Excerpt from the dataset
....

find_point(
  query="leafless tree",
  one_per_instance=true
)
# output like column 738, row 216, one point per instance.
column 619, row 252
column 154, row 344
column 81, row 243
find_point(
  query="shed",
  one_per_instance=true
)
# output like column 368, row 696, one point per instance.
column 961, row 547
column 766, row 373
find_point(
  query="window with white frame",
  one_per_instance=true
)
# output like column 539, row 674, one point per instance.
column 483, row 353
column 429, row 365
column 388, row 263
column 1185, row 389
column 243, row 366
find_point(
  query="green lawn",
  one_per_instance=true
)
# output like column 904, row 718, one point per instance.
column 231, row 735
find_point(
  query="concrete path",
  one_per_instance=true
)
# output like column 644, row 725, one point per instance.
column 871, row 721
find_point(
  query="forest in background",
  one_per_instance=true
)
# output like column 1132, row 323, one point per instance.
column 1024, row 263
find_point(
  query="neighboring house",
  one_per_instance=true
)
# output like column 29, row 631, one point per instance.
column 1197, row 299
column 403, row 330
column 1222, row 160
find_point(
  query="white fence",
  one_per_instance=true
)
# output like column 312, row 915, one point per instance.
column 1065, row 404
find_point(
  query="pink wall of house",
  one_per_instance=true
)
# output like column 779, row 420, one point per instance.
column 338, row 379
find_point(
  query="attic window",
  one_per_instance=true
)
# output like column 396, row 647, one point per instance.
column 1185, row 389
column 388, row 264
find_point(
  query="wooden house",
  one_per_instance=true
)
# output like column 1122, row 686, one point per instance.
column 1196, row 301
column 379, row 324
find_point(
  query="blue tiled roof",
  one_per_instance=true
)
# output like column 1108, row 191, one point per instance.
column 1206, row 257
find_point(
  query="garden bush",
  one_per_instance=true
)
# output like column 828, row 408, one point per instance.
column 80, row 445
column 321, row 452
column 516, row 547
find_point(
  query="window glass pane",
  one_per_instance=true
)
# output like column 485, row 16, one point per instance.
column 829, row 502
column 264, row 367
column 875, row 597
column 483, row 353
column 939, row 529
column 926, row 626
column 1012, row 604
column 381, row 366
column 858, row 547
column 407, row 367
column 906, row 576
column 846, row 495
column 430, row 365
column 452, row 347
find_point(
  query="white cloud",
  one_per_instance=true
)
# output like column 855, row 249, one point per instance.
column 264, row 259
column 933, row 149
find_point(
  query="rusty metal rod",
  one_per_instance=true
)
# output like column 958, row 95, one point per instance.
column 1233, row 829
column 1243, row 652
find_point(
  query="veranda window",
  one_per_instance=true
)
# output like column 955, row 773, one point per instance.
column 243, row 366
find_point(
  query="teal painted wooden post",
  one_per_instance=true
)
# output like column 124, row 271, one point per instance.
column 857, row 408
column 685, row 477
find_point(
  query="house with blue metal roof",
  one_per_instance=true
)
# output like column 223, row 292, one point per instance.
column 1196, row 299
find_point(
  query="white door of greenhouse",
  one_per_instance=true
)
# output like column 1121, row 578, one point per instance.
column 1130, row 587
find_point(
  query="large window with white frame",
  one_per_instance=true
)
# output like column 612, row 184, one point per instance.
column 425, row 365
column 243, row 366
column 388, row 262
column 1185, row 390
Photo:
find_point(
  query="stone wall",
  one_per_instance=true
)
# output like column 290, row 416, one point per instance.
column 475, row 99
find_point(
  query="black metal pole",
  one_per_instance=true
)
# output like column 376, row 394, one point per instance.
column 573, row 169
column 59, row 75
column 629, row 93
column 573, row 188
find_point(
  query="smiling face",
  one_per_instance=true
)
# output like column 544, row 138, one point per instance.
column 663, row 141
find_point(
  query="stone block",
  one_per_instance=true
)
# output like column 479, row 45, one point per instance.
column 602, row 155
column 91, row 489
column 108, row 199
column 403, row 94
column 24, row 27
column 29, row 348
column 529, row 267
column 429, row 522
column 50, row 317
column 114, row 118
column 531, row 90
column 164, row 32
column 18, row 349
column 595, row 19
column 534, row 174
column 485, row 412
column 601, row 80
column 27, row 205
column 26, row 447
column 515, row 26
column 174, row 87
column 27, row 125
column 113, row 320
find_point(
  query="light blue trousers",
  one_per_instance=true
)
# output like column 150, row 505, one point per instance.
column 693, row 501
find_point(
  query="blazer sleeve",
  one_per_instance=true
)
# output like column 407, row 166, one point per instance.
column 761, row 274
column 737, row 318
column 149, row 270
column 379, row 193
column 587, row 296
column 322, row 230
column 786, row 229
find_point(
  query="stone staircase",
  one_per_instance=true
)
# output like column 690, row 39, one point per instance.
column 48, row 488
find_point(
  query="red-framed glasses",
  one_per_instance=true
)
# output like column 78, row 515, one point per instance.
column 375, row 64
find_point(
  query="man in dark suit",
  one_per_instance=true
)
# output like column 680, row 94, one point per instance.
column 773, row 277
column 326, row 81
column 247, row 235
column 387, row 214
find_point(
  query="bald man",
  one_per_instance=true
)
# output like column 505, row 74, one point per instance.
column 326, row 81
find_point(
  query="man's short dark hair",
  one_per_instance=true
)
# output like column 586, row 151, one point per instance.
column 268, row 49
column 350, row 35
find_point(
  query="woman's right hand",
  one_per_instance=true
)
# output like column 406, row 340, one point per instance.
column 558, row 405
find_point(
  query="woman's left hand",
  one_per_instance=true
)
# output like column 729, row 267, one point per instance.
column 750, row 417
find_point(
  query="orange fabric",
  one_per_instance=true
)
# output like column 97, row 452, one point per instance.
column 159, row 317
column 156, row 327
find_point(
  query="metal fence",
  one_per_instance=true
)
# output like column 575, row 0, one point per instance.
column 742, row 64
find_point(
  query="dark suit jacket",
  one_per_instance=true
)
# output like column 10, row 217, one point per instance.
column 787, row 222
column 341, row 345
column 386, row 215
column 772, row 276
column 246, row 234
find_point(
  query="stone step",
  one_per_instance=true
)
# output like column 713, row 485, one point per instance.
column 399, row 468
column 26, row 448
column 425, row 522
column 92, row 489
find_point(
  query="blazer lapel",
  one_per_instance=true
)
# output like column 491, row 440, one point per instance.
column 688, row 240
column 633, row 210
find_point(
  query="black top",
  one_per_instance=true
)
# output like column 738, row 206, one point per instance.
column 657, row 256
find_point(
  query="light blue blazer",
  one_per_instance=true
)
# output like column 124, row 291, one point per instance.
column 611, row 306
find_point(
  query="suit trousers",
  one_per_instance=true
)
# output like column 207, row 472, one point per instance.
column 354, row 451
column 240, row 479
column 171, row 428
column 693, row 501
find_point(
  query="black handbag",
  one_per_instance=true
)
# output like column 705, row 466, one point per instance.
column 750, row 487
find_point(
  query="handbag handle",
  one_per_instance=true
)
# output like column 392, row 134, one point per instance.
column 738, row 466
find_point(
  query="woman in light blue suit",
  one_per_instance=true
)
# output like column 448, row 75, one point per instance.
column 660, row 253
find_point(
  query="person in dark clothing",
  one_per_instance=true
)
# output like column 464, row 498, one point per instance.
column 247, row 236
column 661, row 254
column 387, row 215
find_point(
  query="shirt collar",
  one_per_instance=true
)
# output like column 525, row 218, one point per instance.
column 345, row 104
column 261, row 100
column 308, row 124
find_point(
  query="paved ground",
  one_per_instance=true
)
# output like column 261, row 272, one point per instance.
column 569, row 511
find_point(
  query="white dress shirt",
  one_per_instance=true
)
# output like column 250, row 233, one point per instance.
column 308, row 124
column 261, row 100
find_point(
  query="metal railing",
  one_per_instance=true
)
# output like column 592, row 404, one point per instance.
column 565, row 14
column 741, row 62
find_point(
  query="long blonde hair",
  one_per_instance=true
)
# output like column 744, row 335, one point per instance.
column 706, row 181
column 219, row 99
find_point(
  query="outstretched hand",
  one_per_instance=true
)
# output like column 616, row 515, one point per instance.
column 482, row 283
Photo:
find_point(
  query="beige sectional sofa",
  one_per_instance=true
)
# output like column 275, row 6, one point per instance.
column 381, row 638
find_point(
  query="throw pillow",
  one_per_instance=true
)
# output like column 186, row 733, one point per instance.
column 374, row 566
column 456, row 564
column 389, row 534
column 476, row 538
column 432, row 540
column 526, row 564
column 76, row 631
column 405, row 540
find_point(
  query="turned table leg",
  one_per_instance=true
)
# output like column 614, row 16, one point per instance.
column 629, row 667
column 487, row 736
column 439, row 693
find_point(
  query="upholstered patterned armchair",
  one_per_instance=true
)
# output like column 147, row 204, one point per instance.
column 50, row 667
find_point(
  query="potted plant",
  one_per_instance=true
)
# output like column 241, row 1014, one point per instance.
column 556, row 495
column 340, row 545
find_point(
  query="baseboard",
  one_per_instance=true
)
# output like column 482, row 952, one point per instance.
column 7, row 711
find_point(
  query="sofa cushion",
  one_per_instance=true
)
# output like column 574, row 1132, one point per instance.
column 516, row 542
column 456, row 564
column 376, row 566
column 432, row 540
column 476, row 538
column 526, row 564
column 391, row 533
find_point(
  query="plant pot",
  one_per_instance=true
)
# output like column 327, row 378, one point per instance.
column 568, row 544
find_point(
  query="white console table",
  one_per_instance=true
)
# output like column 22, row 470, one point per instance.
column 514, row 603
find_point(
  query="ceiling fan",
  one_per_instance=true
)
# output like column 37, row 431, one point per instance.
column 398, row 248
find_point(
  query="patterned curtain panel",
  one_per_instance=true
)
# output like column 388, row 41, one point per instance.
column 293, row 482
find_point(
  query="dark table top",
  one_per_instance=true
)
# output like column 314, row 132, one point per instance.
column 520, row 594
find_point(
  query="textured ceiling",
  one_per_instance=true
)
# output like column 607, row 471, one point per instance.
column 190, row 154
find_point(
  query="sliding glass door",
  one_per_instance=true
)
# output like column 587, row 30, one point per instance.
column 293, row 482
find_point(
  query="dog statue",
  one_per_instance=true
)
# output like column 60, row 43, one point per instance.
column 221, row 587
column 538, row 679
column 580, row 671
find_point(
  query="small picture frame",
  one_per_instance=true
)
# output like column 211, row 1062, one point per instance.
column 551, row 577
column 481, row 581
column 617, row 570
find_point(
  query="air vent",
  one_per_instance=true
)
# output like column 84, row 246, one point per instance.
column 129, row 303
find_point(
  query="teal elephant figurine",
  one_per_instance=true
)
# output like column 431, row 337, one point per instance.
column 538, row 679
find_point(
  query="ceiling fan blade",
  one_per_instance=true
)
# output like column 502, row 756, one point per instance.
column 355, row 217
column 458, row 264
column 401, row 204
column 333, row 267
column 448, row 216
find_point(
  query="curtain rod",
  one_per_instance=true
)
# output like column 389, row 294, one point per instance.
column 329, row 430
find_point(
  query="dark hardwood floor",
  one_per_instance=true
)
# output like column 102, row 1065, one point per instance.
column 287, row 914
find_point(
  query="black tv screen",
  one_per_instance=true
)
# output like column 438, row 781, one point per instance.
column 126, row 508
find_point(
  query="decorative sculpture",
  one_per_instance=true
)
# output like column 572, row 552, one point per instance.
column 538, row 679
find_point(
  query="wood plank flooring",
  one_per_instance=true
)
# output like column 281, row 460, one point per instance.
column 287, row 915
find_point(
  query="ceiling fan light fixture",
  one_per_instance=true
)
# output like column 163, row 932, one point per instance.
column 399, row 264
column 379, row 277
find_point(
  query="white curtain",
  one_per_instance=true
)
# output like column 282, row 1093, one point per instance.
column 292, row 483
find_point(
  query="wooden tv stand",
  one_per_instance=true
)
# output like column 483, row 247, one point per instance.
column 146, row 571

....

*AIM*.
Please pull out the lines of the items word for word, from the first line through the line containing "column 516, row 547", including both ends.

*WRITTEN RESPONSE*.
find_point(
  query="leafless tree",
  one_per_instance=true
)
# output like column 738, row 216, one point per instance.
column 619, row 252
column 154, row 344
column 81, row 243
find_point(
  query="shed",
  one_per_instance=true
)
# output like column 368, row 696, one point per instance.
column 961, row 547
column 766, row 373
find_point(
  query="window with white frame",
  one_per_instance=true
)
# output like column 539, row 674, one point per instance.
column 483, row 353
column 429, row 365
column 388, row 263
column 1185, row 389
column 243, row 366
find_point(
  query="green lawn",
  one_per_instance=true
)
# output like column 904, row 718, one point per instance.
column 231, row 735
find_point(
  query="concrete path",
  one_per_instance=true
)
# output like column 644, row 725, one point per instance.
column 871, row 721
find_point(
  query="forest in background",
  one_per_instance=true
)
# output like column 1132, row 323, one point per instance.
column 1024, row 263
find_point(
  query="neighboring house",
  one_per_instance=true
)
# output like column 29, row 631, one point per instance.
column 1197, row 299
column 403, row 330
column 1222, row 160
find_point(
  query="white fence",
  one_per_instance=true
)
# output like column 312, row 915, one point per instance.
column 1065, row 404
find_point(
  query="pink wall of house",
  one_per_instance=true
)
# output like column 779, row 420, one point per instance.
column 338, row 379
find_point(
  query="attic window",
  one_per_instance=true
)
# output like column 396, row 647, one point per instance.
column 1185, row 389
column 388, row 264
find_point(
  query="wooden house",
  one_per_instance=true
)
# output like column 1122, row 686, one point per instance.
column 1196, row 301
column 379, row 324
find_point(
  query="blue tiled roof",
  one_per_instance=true
)
# output like column 1108, row 191, one point per instance.
column 1206, row 257
find_point(
  query="garden bush",
  one_per_instance=true
)
# output like column 828, row 408, one point per instance.
column 80, row 445
column 321, row 452
column 516, row 547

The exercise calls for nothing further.